--- start SUPPLIED MATERIAL ---
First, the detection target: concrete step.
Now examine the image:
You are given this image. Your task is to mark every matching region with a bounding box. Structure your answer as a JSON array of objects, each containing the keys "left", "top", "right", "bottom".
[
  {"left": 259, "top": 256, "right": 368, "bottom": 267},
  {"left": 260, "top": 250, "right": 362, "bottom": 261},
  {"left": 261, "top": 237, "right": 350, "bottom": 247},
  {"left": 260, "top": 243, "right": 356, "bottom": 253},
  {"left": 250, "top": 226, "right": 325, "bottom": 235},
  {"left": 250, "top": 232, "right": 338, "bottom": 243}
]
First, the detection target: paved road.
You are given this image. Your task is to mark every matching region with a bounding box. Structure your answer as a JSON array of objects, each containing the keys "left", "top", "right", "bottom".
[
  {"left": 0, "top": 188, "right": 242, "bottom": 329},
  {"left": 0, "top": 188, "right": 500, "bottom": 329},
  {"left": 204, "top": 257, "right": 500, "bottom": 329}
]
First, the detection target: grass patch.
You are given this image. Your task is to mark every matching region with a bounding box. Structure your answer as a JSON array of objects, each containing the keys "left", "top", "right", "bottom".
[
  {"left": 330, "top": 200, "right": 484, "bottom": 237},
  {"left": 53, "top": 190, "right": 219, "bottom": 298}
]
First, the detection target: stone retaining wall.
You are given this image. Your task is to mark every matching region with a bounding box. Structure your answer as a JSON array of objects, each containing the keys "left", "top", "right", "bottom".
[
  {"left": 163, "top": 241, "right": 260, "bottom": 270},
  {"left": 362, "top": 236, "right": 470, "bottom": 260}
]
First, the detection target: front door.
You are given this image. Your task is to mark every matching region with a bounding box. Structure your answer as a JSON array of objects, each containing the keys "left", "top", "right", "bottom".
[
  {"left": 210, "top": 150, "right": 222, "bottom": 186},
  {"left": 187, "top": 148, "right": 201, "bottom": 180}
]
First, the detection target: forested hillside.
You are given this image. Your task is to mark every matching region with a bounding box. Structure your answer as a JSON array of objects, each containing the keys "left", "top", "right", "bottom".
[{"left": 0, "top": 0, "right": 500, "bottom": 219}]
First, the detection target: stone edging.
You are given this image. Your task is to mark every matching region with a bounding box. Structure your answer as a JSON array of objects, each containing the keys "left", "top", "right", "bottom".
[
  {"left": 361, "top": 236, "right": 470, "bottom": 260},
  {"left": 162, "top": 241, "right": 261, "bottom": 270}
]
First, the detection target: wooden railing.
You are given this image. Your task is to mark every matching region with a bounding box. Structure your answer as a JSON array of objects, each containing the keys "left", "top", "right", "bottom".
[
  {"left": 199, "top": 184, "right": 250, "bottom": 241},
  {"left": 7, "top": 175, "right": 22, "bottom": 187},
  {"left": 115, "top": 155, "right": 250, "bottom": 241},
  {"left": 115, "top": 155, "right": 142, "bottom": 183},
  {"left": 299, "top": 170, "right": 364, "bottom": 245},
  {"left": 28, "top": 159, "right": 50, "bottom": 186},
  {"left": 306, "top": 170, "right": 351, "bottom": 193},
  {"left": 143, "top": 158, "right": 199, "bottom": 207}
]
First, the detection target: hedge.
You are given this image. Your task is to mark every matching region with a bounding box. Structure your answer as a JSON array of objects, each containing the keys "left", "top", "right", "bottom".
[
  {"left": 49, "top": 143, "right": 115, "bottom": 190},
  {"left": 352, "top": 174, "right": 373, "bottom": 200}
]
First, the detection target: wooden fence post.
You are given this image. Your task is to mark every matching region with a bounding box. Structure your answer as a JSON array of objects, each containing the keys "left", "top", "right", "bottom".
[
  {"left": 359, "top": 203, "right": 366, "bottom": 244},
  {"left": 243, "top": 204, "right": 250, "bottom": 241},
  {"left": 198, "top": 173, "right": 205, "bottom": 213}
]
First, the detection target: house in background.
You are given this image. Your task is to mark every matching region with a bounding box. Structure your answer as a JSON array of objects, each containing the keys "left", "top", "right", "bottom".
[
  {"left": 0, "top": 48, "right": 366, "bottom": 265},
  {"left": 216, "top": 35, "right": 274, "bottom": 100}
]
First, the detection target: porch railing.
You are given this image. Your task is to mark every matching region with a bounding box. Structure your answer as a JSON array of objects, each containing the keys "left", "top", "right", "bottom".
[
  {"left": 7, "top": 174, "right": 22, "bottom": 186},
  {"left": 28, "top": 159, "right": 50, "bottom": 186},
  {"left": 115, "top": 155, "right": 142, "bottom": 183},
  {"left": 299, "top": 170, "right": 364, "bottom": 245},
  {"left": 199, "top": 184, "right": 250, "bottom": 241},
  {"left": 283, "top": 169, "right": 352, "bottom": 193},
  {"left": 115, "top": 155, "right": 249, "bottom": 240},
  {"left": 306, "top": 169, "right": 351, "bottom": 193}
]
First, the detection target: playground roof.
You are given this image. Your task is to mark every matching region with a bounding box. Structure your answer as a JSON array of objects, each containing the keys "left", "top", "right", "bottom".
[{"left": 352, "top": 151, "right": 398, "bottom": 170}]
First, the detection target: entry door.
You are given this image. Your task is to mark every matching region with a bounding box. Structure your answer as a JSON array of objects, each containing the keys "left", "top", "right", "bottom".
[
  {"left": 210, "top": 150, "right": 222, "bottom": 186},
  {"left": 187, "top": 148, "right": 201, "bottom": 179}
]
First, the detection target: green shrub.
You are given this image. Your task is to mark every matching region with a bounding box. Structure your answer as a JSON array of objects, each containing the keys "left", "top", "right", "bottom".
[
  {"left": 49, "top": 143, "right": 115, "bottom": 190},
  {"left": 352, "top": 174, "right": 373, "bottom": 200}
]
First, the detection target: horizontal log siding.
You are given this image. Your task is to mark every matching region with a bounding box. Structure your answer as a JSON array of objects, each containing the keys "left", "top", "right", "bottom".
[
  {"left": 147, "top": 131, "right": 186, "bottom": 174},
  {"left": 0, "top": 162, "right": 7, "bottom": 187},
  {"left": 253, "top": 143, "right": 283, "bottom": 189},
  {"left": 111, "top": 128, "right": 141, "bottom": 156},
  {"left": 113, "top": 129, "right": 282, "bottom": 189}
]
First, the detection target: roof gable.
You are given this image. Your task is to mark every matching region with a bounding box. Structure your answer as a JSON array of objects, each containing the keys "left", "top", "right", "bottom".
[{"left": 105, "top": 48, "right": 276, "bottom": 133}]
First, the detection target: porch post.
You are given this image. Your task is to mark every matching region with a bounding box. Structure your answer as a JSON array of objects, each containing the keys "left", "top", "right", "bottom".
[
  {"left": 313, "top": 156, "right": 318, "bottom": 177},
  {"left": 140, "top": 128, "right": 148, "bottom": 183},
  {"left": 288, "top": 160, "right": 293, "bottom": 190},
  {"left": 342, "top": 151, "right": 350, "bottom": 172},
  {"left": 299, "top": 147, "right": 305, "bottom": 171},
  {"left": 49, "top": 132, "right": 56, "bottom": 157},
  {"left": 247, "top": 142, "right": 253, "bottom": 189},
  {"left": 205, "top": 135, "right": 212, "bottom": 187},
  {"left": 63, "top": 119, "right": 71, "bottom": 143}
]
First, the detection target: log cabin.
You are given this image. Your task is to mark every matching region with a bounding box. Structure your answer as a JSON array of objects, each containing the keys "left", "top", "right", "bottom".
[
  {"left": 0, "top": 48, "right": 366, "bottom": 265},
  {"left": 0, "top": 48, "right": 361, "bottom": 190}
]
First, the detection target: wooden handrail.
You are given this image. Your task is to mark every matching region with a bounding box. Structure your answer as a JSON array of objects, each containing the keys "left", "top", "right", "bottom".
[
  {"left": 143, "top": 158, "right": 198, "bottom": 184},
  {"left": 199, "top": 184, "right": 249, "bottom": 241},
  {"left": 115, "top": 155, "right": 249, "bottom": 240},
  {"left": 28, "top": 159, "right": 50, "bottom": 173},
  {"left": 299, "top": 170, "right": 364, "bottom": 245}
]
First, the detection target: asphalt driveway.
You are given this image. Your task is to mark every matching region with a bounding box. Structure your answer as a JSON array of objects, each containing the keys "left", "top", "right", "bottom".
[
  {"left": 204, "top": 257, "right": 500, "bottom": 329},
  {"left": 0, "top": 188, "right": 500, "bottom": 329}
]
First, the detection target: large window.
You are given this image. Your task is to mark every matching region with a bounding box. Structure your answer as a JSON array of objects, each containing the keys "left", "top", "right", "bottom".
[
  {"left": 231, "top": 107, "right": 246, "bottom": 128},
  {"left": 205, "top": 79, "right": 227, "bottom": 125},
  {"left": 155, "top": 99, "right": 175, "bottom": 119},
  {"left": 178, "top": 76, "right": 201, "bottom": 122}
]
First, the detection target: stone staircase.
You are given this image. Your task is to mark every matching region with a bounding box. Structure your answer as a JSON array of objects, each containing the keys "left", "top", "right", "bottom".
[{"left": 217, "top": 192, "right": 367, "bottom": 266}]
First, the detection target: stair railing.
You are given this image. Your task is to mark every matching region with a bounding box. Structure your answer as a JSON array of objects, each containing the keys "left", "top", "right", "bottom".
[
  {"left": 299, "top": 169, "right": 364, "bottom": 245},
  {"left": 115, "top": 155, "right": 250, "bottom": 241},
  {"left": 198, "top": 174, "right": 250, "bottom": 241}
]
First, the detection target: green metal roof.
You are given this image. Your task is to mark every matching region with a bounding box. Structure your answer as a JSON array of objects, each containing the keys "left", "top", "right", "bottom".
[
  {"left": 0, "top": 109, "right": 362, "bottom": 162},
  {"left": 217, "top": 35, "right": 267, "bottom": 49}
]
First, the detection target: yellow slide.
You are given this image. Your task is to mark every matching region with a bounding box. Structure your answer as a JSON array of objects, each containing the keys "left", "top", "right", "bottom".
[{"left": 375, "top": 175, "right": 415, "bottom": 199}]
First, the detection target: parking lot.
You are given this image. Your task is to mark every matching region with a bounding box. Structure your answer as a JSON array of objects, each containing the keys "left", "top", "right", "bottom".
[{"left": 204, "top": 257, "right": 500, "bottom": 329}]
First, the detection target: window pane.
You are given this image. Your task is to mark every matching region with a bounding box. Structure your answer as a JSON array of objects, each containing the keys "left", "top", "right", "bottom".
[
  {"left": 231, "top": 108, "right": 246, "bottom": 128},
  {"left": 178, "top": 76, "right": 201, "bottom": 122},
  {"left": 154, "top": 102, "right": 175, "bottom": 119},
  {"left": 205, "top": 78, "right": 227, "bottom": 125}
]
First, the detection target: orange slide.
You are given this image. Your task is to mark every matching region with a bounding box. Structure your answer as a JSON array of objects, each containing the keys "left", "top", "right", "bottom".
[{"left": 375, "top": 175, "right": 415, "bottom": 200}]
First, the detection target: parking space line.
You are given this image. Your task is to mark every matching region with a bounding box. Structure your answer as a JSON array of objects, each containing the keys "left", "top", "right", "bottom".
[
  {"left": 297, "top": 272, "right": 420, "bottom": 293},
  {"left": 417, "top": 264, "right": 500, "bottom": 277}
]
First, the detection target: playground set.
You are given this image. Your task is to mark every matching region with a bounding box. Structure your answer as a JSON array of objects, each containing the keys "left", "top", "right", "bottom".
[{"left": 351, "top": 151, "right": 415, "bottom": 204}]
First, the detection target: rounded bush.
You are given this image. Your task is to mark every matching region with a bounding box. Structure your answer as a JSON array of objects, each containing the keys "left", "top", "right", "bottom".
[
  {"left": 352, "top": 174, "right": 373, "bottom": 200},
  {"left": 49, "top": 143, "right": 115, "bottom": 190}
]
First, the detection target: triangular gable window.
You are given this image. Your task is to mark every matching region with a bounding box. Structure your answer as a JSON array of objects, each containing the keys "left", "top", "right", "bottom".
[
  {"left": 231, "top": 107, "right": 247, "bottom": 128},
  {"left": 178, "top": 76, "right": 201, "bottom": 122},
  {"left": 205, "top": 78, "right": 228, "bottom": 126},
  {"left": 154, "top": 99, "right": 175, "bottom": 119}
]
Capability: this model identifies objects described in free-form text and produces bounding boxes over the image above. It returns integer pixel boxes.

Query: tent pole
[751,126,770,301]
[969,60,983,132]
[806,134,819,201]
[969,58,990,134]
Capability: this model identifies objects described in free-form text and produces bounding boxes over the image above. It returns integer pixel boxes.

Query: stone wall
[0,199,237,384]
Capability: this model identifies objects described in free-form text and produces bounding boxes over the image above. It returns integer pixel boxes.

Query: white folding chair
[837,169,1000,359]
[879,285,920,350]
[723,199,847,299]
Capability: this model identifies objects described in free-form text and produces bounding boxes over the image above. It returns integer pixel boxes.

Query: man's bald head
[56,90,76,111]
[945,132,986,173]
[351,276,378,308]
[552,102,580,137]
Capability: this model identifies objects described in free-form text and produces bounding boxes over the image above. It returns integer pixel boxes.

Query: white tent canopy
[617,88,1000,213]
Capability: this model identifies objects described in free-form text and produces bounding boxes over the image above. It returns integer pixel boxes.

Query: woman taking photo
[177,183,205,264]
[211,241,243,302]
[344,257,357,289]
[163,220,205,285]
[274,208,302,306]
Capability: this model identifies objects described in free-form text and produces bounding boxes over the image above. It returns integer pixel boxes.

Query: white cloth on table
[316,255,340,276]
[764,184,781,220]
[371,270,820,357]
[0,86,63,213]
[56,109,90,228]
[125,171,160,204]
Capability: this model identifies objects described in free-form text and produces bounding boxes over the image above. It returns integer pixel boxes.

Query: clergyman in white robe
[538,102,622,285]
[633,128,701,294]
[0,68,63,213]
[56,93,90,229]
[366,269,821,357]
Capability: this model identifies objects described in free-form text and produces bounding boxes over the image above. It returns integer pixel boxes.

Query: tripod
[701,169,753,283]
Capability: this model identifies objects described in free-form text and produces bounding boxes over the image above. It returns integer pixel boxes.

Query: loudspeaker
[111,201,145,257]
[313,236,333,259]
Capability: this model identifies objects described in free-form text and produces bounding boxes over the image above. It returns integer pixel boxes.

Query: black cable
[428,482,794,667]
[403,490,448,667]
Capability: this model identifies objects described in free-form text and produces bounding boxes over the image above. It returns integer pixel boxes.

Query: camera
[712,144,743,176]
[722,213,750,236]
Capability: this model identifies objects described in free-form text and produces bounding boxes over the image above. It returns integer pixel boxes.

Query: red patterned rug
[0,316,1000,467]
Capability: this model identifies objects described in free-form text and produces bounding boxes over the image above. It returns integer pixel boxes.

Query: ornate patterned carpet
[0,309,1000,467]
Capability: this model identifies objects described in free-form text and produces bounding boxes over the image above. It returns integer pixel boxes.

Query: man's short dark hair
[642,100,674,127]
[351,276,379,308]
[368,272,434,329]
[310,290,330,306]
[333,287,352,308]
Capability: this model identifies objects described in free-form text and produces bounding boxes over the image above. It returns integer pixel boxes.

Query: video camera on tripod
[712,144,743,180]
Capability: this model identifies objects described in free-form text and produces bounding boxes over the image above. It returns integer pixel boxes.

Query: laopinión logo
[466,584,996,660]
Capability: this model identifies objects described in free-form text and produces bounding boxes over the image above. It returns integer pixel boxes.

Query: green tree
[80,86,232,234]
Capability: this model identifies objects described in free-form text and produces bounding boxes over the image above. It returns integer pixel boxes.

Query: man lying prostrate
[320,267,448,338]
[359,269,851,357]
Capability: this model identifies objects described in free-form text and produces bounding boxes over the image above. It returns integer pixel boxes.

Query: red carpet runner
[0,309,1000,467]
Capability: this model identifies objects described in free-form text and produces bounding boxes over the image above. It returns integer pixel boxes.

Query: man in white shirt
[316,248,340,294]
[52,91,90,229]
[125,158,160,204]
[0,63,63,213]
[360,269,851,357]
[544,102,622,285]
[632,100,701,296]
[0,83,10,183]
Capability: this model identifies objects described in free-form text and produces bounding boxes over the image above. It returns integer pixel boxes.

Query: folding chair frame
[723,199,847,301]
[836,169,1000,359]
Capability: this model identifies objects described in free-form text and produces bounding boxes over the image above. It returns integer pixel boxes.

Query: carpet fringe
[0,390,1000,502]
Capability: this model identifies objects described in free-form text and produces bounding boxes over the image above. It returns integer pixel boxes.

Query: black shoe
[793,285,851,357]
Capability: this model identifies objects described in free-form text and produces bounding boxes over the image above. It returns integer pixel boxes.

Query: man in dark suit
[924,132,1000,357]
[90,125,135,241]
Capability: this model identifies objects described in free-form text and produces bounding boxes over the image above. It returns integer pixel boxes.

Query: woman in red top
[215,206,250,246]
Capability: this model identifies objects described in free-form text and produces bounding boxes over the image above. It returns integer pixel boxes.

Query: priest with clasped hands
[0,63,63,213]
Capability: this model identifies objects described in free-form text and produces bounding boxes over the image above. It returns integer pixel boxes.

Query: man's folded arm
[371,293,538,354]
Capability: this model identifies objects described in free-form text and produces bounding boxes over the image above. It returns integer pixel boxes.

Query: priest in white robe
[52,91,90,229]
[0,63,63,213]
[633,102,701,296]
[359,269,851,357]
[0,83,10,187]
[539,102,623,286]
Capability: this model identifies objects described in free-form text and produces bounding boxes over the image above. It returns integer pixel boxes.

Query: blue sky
--- end SUPPLIED MATERIAL ---
> [WORK REQUIRED] Please identify every line in the entries above that contains the string "railing", and copy each such line in full. Case counts.

> [TASK SOLUTION]
First, the detection target: wooden railing.
First, the detection target: porch railing.
First, the detection target: stair railing.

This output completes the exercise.